■ **Material provided**
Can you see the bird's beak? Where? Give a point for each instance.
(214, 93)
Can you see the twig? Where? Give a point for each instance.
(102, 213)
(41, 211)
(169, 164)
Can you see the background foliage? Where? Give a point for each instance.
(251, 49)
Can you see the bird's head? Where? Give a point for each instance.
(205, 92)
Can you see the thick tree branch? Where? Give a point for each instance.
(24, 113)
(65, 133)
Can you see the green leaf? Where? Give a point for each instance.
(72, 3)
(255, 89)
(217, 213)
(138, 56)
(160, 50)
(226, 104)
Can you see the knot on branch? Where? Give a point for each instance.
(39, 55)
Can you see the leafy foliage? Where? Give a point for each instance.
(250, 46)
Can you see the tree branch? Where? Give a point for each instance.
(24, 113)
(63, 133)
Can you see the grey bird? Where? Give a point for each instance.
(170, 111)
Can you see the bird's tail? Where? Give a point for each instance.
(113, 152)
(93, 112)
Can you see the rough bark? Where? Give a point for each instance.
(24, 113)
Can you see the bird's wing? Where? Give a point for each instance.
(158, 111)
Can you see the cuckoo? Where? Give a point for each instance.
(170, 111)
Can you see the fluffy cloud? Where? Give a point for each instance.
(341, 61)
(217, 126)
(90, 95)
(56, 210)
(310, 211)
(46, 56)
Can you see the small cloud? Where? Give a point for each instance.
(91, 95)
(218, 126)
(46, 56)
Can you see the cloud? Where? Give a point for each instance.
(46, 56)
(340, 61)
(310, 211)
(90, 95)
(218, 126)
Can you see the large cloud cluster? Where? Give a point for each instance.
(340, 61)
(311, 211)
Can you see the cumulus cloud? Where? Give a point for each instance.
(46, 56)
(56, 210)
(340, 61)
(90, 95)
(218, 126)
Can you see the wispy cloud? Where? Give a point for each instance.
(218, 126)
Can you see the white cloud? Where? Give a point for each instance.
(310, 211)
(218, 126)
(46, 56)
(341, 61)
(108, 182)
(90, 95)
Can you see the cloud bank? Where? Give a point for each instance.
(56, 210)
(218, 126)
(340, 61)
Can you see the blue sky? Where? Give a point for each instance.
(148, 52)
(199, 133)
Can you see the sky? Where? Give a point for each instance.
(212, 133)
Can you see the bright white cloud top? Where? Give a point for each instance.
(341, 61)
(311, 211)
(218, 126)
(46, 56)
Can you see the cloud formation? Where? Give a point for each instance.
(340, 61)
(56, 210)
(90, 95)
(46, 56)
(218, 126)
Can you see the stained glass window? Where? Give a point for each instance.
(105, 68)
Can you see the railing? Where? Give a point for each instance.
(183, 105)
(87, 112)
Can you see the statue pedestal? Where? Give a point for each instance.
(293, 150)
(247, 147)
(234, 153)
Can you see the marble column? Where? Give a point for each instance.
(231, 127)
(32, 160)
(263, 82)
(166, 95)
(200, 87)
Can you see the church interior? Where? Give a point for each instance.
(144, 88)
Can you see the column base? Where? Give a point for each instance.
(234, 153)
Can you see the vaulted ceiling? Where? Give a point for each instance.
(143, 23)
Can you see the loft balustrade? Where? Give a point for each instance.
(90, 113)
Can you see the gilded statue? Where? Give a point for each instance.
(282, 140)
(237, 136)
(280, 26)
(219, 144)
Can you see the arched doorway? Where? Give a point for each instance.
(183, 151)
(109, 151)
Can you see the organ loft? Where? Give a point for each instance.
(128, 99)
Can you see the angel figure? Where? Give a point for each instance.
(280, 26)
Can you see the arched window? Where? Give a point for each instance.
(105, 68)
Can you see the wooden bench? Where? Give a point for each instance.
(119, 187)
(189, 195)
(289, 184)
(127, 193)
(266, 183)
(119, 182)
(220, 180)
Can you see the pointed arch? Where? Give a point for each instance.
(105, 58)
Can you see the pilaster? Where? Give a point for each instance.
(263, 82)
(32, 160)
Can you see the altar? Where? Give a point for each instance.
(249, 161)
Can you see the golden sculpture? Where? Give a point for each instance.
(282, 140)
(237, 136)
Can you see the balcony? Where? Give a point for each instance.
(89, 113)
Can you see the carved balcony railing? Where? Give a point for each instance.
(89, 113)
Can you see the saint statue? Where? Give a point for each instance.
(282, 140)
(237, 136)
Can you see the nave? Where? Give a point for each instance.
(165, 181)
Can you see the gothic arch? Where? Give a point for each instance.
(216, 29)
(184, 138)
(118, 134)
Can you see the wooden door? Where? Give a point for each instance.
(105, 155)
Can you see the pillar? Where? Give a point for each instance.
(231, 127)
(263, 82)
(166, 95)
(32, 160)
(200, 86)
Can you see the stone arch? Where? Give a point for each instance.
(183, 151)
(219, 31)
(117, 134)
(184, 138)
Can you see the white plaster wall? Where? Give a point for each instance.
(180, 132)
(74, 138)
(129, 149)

■ **Instructions to follow**
Reproduce each record exactly as written above.

■ **Response to the task**
Can you see the bird's beak? Where? Give a point for each instance.
(214, 93)
Can you see the twig? Where? Give a point for each instance.
(102, 213)
(41, 211)
(169, 164)
Can you see the background foliage? Where? Give a point for each instance.
(251, 49)
Can you see the bird's head? Where? Give a point for each instance.
(205, 92)
Can you see the thick tree branch? Where? Give a point for each instance.
(24, 113)
(65, 133)
Can you see the green leaf? Where? Give a point for each instance.
(72, 3)
(255, 89)
(217, 213)
(138, 56)
(160, 50)
(226, 104)
Can you see the knot on branch? Where? Give a point for each instance.
(39, 55)
Can you see the leafy foliage? Where? Give a point for each instance.
(250, 46)
Can you see the tree branch? Where? Give a point for each instance.
(24, 113)
(63, 133)
Can you see the grey bird? Where? Give a point for each instance.
(170, 111)
Can you see the bird's tail? Where? Give a point for each instance.
(113, 152)
(93, 112)
Can you see the rough bark? Where? Give a point for each instance.
(24, 113)
Can you see the bird's wing? Where? Give a point for each instance.
(158, 111)
Can you see the cuckoo? Where? Give a point for each instance.
(170, 111)
Can you see the fluffy cloud? Where? Give a point for each instance.
(341, 61)
(217, 126)
(90, 95)
(56, 210)
(310, 211)
(46, 56)
Can you see the small cloud? Where? Give a point for each instance.
(91, 95)
(218, 126)
(46, 56)
Can you see the cloud? Where? Give a point for each instance.
(46, 56)
(340, 61)
(310, 211)
(90, 95)
(218, 126)
Can you see the large cloud cluster? Where? Give a point for each instance.
(340, 61)
(311, 211)
Can you see the cumulus cloud? Where? Give a point for each instance.
(46, 56)
(56, 210)
(340, 61)
(90, 95)
(218, 126)
Can you see the wispy cloud? Where? Give a point for each instance.
(218, 126)
Can you see the white cloud? Where? Give a point for each instance.
(310, 211)
(218, 126)
(46, 56)
(341, 61)
(108, 182)
(90, 95)
Can you see the cloud bank? Where? Give a point for each instance.
(56, 210)
(218, 126)
(340, 61)
Can you see the blue sky? Where? Give a point for each instance.
(148, 52)
(199, 133)
Can you see the sky? Where? Give a point for each instance.
(212, 133)
Can you see the bright white cloud top? Where? Give a point for each instance.
(341, 61)
(311, 211)
(218, 126)
(46, 56)
Can you see the cloud formation? Where? Give a point for each instance.
(340, 61)
(56, 210)
(90, 95)
(46, 56)
(218, 126)
Can you see the stained glass window? Where? Give a point for each instance.
(105, 68)
Can you see the railing? Where? Give a point for each instance.
(183, 105)
(87, 112)
Can you see the statue pedestal? Where? Give a point for each instance.
(293, 150)
(247, 147)
(234, 153)
Can you see the marble column? Where? Give a point for each instance.
(231, 127)
(32, 160)
(263, 82)
(166, 95)
(200, 87)
Can you see the church interior? Where? Give a point for each instance.
(144, 88)
Can you see the column base? Where? Give a point for each instance.
(234, 153)
Can you see the vaulted ceiling? Where? Give a point for each instance.
(143, 23)
Can you see the loft balustrade? Where? Give a point for each instance.
(90, 113)
Can you see the gilded statue? Where? Give a point for each instance.
(282, 140)
(237, 136)
(280, 26)
(219, 144)
Can you see the arched doorway? Where? Give a point for each instance.
(183, 151)
(109, 151)
Can you see the organ loft? Where? Give a point for each instance.
(128, 99)
Can you see the angel figure? Where? Give a point for each instance.
(280, 26)
Can you see the arched window? Where? Give a point for each instance.
(105, 68)
Can you see the wooden bench? Where? Give a point for each instance.
(119, 187)
(189, 195)
(289, 184)
(127, 193)
(266, 183)
(119, 182)
(220, 180)
Can you see the pointed arch? Where? Give a point for each instance.
(105, 58)
Can you see the pilaster? Where? Give a point for each instance.
(263, 82)
(32, 160)
Can you see the altar? Where? Give a point for each instance.
(249, 161)
Can you see the golden sculpture? Where? Give a point for each instance.
(282, 140)
(237, 136)
Can you see the balcony? Where? Give a point for each instance.
(89, 113)
Can you see the carved balcony railing? Where? Give a point for each instance.
(89, 113)
Can you see the saint statue? Where? Give a point for each instance.
(282, 140)
(237, 136)
Can you see the nave? Where? Give a point for each instance.
(165, 181)
Can you see the gothic arch? Where? Give a point for each instance.
(216, 29)
(184, 138)
(118, 134)
Can you see the wooden door? Where? Give a point for each instance.
(105, 155)
Can you see the pillar? Where? Give a point for each instance.
(231, 127)
(263, 82)
(166, 95)
(32, 160)
(200, 86)
Can you see the stone arch? Where? Give a point for each instance.
(183, 151)
(219, 31)
(117, 134)
(184, 138)
Can you see the white plaster wall? Where? Give a point for each instance.
(180, 132)
(74, 138)
(129, 149)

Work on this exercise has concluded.